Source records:
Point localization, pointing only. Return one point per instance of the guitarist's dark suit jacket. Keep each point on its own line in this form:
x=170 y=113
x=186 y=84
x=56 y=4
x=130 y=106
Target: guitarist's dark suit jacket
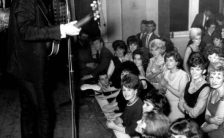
x=28 y=36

DO THIS: Can you copy the lines above word for word, leaving out the pictures?

SOLVED EXERCISE:
Point localization, pointing only. Return one point per instance of the guitarist's dark suit jacket. Keep each point on its own line in this form:
x=170 y=113
x=186 y=84
x=56 y=4
x=130 y=106
Target: guitarist's dark suit jacket
x=28 y=36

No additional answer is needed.